Görevler
a: Lütfen okunacak metinde "Daire bu gerekçeyle" ifadesinden "istemini de reddetmiştir." ifadesine kadar olan bölümü, "Daire" yerine "Kurul" koyarak yeniden yazın.
b: Okunacak metne göre amme alacağı hangi tarihte doğmuştur?
c: Okunacak metinde adı geçen yargı mercilerini sıralayın.

Okunacak Metin
Daire bu gerekçeyle davacının temyiz istemini kabul ederek kararı bozmuş; davalının temyiz istemini bu nedenle reddetmiştir.
Daire, davalının karar düzeltme istemini de reddetmiştir.
… Vergi Mahkemesinin … tarih ve E:… , K:… sayılı ısrar kararı:
6183 sayılı Amme Alacaklarının Tahsil Usulü Hakkında Kanun'un "Kanuni Temsilcilerin Sorumluluğu" başlıklı mükerrer 35. maddesinin beşinci fıkrasında, amme alacağının doğduğu ve ödenmesi gerektiği zamanlarda kanuni temsilci veya teşekkülü idare edenlerin farklı şahıslar olmaları halinde bu şahısların, amme alacağının ödenmesinden müteselsilen sorumlu tutulacağı; altıncı fıkrasında ise kanuni temsilcilerin sorumluluklarına dair 213 sayılı Vergi Usul Kanunu'nda yer alan hükümlerin, bu maddede düzenlenen sorumluluğu ortadan kaldırmayacağı belirtilmiştir. Anılan fıkralar Anayasa Mahkemesince iptal edilmişse de uyuşmazlık konusu dönemde yürürlükte bulunduğundan, amme alacağının doğduğu 31/12/2009 tarihinde davacının kanuni temsilci olarak sorumluluğunun bulunduğu anlaşılmıştır.

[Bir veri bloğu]
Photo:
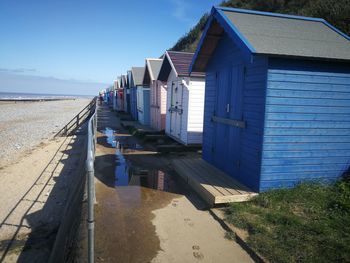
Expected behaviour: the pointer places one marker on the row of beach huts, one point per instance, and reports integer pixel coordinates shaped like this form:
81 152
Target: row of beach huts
266 95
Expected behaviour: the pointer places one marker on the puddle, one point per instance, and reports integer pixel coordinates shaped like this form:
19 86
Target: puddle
125 174
139 184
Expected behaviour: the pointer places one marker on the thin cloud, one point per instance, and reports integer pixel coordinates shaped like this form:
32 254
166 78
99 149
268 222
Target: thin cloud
18 70
180 11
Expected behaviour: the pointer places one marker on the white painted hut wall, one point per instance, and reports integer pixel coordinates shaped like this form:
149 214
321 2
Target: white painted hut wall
163 102
154 105
115 99
139 95
171 79
184 105
196 111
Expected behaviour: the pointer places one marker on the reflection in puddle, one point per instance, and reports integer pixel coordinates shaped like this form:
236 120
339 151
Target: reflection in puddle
125 175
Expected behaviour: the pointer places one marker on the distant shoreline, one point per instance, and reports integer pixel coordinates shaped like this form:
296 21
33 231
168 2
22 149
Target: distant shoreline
35 99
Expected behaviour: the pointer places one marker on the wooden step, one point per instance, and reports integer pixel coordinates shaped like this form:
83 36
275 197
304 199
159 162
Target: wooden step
212 184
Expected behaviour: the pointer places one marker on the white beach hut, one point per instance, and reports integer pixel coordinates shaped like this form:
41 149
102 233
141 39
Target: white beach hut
185 98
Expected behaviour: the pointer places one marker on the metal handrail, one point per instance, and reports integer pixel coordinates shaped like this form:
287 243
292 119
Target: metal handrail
74 123
90 174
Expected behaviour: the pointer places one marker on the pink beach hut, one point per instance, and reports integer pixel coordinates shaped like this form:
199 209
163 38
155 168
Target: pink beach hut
158 93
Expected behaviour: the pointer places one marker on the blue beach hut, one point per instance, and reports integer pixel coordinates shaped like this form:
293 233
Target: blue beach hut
277 97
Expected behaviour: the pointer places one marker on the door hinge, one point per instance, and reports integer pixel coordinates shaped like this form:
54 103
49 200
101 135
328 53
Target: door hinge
238 163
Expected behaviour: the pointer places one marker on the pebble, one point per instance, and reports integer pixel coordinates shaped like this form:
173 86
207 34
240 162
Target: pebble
25 125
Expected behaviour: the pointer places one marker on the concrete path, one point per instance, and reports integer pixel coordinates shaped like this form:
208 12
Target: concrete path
144 211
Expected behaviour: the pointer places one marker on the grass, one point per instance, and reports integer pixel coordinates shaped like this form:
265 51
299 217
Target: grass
309 223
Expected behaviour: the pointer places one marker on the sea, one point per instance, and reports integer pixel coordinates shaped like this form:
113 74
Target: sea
38 96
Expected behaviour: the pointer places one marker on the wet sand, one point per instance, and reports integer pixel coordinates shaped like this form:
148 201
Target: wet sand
152 216
24 125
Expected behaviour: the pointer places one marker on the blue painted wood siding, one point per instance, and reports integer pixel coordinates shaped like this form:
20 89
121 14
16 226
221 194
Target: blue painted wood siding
307 122
253 107
133 103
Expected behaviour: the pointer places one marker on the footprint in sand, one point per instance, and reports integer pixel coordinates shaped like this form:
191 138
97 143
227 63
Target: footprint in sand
189 222
197 254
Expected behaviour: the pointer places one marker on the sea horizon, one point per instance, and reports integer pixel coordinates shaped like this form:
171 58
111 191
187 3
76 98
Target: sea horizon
31 96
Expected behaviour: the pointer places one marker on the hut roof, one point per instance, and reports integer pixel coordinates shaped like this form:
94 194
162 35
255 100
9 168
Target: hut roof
272 34
137 75
179 62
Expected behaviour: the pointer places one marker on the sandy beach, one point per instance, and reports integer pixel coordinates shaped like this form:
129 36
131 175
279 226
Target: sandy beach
24 125
37 173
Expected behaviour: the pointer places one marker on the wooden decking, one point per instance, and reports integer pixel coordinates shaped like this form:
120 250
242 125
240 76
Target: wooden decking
213 185
138 126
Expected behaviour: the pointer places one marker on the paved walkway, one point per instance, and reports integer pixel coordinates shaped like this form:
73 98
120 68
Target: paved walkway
33 195
144 211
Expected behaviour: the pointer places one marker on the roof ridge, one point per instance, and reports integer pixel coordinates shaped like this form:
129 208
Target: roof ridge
154 59
180 51
264 13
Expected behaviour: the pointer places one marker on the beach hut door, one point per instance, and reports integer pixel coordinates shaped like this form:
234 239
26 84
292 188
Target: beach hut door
227 107
176 109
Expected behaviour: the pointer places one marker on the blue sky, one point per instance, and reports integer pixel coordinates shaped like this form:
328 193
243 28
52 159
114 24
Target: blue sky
82 46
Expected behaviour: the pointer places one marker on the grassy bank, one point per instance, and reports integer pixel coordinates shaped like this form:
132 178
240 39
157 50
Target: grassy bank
310 223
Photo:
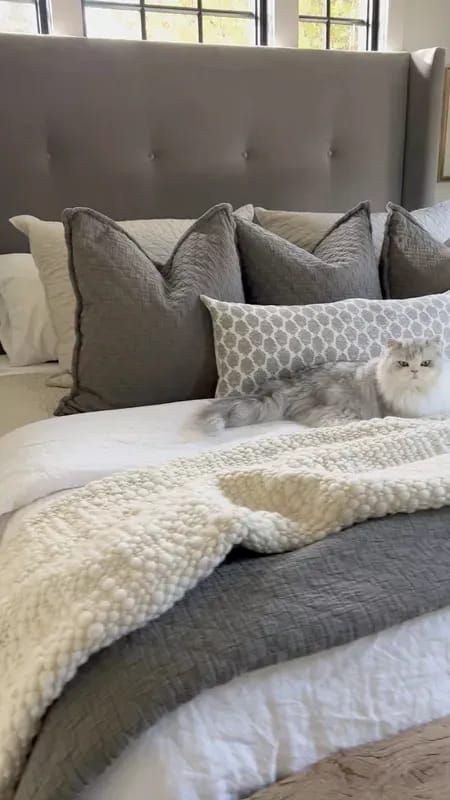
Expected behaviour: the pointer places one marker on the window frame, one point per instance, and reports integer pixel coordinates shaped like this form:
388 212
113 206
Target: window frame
42 11
371 23
259 15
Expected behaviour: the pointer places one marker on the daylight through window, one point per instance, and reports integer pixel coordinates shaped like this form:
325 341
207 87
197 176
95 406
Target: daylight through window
24 16
338 24
211 21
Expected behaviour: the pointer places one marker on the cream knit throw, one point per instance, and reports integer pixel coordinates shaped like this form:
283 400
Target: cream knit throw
103 560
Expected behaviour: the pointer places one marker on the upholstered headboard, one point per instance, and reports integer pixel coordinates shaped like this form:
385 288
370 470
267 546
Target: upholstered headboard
138 129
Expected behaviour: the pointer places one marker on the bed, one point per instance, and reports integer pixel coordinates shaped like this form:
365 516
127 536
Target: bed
137 130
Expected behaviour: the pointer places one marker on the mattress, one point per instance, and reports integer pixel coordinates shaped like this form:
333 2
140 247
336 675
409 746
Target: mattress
235 738
24 394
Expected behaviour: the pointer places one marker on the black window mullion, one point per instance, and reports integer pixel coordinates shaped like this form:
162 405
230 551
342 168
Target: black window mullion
200 21
262 22
375 27
43 17
143 20
368 24
328 28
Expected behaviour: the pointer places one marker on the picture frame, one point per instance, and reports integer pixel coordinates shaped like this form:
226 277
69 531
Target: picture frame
444 148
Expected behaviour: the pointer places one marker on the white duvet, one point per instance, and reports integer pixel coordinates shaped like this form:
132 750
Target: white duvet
236 738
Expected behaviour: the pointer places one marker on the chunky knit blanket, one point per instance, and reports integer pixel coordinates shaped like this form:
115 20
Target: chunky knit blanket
99 562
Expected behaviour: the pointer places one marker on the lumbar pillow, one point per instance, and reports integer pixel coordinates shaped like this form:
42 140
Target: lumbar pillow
256 343
414 263
157 237
306 229
342 265
142 333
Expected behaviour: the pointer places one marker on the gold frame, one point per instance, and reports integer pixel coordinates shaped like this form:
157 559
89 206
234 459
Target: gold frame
445 128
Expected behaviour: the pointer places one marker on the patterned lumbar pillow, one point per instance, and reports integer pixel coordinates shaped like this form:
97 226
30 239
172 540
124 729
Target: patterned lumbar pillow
414 263
256 343
142 334
343 263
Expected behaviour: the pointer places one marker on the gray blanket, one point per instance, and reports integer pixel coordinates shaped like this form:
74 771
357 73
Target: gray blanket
252 612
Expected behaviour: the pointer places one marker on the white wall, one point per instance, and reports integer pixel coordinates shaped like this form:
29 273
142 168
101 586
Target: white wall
414 24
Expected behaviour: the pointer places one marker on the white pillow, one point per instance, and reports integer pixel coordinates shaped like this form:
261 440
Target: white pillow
157 237
26 332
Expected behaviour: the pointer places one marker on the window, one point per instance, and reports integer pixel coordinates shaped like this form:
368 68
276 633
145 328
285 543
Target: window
211 21
338 24
24 16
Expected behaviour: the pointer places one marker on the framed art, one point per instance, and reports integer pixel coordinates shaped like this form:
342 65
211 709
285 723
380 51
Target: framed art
444 149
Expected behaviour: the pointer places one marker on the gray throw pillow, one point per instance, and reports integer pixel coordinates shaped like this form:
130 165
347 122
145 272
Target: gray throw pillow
142 334
342 265
414 263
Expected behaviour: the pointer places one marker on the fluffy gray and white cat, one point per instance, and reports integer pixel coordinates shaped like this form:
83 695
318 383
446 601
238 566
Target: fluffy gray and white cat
411 378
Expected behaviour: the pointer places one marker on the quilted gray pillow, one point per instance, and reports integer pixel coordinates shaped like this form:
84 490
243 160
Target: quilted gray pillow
256 343
307 228
414 263
142 334
343 264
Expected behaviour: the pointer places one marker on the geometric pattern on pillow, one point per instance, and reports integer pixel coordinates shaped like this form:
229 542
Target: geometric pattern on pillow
256 343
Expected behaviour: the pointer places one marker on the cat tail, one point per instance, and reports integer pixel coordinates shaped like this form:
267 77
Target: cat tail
234 412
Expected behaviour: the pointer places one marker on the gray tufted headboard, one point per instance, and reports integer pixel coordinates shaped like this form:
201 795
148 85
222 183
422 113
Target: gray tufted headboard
136 129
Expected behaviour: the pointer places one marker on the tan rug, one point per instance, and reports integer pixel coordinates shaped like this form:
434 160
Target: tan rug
415 765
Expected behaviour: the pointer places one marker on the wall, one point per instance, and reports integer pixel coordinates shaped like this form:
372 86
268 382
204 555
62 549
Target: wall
414 24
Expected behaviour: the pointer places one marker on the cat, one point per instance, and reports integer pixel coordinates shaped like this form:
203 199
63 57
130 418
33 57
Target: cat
411 378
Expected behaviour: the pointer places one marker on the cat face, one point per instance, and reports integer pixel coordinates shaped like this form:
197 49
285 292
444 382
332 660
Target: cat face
413 364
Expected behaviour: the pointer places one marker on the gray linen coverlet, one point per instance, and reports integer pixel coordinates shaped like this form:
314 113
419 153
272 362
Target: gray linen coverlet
252 612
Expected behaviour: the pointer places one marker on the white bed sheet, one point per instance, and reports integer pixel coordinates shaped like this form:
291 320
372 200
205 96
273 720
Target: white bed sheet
24 394
233 739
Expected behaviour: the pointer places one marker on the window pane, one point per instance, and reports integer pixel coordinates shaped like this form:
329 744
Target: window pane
172 27
226 30
347 37
312 8
352 9
176 3
18 17
230 5
106 23
312 35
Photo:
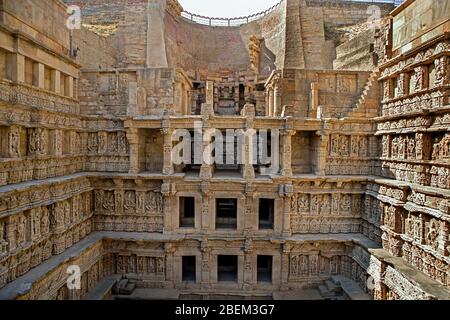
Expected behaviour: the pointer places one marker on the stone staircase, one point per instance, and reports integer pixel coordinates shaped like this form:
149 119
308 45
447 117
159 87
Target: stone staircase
331 291
367 105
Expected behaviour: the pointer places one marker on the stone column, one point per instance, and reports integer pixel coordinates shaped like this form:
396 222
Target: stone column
133 140
68 84
249 263
168 163
16 69
14 142
207 198
285 253
39 75
247 139
168 192
169 250
271 102
277 99
56 81
210 93
287 192
206 265
286 163
322 151
314 99
206 170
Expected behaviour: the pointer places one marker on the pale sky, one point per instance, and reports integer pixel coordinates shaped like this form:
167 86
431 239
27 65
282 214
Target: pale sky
226 8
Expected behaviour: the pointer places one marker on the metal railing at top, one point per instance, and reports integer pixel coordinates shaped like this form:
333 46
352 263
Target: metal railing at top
235 22
227 22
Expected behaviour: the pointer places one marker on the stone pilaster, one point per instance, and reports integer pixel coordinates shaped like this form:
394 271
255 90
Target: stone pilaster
286 163
17 68
133 140
168 163
167 190
39 75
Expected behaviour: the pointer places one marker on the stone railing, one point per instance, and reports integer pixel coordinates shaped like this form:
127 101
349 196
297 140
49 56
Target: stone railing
227 22
30 96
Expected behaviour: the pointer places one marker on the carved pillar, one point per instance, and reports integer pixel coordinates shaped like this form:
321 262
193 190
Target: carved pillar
210 93
249 262
39 75
248 140
287 192
206 265
169 250
285 253
277 99
271 102
55 85
207 198
14 142
443 239
168 163
133 140
167 190
286 163
314 99
206 170
322 150
17 68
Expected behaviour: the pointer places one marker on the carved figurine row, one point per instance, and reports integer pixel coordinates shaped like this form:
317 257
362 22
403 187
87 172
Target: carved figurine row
129 201
327 204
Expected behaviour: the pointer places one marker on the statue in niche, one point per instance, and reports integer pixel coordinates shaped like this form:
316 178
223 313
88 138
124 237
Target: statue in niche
101 143
14 139
45 221
344 148
294 209
113 143
109 201
294 265
130 201
303 203
314 204
67 213
386 93
131 266
160 265
140 200
303 261
401 147
93 142
36 222
432 234
395 147
334 145
140 265
411 148
151 203
123 142
3 242
151 265
21 227
385 143
98 195
325 204
354 145
418 79
334 265
346 203
441 70
313 264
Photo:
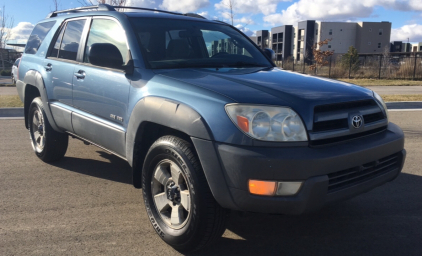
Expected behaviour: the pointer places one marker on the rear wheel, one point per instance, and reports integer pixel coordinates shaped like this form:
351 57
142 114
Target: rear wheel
48 144
177 198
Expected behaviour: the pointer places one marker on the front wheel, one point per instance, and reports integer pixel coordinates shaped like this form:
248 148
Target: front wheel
177 198
48 144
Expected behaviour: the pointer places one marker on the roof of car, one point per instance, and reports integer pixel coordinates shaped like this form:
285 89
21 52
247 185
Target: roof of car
129 11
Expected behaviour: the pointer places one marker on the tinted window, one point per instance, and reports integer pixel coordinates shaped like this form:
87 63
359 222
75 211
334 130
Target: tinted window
71 39
55 51
104 31
167 43
37 36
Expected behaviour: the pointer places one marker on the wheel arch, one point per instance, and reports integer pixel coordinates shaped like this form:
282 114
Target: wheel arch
153 117
34 87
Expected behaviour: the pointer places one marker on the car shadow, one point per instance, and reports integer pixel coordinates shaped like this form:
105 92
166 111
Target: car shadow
116 169
385 221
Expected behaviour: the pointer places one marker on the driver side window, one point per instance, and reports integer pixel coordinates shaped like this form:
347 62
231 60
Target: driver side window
109 35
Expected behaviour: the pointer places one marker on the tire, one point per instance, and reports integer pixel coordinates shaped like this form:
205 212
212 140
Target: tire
171 161
48 144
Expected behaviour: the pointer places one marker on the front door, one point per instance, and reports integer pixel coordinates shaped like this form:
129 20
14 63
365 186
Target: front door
102 92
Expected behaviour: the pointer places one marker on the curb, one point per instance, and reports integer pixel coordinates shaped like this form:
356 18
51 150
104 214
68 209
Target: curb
404 105
414 105
11 112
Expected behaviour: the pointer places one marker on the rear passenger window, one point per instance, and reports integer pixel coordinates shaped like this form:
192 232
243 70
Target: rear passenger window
105 31
37 36
55 51
71 40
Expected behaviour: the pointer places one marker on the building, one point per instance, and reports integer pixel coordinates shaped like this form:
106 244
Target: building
298 41
224 45
282 40
261 39
373 37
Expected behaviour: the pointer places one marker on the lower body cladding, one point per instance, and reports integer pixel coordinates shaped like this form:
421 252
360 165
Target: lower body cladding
327 173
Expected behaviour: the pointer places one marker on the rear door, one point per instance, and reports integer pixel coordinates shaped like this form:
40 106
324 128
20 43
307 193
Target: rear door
100 92
61 60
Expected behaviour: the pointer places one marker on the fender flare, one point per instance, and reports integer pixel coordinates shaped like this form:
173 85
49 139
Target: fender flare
34 78
167 113
183 118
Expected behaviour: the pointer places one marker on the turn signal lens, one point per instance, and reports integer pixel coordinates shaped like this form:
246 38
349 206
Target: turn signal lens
243 123
263 188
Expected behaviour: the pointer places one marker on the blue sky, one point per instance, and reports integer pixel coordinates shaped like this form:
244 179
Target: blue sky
252 15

Görev Yanıtları
a:
Kurul bu gerekçeyle davacının temyiz istemini kabul ederek kararı bozmuş; davalının temyiz istemini bu nedenle reddetmiştir.
Kurul, davalının karar düzeltme istemini de reddetmiştir.

b: 31/12/2009

c: Daire, Vergi Mahkemesi, Anayasa Mahkemesi